- [What you will do]: Output exactly, please, the lines of the records below from the one containing "Where can you see the orange-leaved" through the final line.

-------------------------

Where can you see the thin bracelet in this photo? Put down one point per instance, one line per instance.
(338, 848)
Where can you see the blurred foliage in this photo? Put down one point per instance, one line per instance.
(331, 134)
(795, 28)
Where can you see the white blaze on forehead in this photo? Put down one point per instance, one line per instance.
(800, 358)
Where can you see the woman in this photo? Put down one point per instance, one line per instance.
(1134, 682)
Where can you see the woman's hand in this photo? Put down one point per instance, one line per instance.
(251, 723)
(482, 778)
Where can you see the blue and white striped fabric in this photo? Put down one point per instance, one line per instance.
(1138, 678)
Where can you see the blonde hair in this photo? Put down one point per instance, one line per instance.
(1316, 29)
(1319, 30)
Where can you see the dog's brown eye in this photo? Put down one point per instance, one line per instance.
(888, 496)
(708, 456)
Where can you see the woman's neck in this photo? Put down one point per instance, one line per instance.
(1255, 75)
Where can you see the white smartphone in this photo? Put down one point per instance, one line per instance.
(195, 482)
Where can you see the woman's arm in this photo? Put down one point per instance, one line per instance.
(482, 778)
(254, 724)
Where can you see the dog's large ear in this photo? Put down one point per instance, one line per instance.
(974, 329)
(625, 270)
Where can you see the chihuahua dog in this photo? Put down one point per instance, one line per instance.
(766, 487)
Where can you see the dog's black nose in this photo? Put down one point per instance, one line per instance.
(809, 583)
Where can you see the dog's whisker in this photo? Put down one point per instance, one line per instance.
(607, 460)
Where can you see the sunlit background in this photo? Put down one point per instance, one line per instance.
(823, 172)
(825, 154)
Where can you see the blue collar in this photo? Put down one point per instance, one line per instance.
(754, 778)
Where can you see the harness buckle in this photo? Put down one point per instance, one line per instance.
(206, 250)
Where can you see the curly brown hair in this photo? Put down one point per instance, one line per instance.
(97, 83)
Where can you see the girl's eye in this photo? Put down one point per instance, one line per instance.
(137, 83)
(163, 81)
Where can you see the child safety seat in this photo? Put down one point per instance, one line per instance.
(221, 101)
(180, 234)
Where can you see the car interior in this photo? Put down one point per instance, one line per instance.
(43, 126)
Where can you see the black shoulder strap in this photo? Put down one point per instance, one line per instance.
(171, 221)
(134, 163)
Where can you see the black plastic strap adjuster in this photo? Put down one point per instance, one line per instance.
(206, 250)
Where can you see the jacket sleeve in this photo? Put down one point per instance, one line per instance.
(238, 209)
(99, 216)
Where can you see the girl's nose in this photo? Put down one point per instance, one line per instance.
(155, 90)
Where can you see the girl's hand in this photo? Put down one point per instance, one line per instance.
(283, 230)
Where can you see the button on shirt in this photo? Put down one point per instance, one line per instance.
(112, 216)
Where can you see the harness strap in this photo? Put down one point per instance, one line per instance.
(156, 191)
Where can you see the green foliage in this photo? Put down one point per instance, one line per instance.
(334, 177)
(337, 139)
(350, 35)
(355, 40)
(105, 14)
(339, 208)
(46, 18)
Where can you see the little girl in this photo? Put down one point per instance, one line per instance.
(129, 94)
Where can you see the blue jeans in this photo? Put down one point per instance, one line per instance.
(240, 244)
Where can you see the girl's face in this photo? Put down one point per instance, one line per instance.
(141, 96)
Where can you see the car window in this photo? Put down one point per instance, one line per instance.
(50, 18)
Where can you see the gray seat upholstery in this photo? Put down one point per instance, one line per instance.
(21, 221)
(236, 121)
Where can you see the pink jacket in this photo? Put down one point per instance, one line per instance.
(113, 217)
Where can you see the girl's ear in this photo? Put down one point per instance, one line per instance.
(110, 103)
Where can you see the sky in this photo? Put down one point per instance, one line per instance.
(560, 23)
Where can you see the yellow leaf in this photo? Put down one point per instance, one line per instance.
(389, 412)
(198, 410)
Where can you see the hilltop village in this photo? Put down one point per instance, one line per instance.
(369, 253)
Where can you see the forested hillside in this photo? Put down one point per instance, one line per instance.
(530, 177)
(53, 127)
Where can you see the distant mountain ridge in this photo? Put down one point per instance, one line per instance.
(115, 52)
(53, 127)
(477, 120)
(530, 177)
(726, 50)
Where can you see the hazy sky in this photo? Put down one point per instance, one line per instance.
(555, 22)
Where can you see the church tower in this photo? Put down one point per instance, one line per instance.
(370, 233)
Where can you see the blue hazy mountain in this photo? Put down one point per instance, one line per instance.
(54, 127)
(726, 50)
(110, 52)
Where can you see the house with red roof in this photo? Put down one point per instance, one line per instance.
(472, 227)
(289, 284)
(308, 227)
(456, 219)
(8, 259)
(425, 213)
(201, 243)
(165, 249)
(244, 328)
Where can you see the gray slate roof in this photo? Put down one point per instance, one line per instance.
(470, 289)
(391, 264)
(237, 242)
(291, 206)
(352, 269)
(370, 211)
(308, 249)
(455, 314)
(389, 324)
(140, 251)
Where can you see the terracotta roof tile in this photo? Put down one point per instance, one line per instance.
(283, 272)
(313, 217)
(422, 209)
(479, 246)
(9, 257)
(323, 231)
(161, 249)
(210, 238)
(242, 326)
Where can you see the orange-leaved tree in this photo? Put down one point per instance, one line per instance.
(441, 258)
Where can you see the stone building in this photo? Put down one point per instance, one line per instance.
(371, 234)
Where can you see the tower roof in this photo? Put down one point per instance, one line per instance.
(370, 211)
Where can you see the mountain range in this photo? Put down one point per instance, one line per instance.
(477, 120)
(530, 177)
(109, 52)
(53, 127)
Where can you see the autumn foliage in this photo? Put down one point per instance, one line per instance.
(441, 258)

-------------------------

- [Full output]:
Where can you see the orange-leaved tree in this photo? Put down one point per instance, one line per instance.
(441, 258)
Where can you see the stone building in this photo? Put down one point per instance, one line per instance.
(371, 234)
Where can you see the tower roof in this photo? Put down one point per instance, one line per instance.
(370, 211)
Where can you see the mountain range in this photo? Put down one point per instance, one line per instance.
(477, 120)
(530, 177)
(109, 52)
(53, 127)
Where can you see the autumn foliage in this photo? Put down one point per instance, one line per instance.
(441, 258)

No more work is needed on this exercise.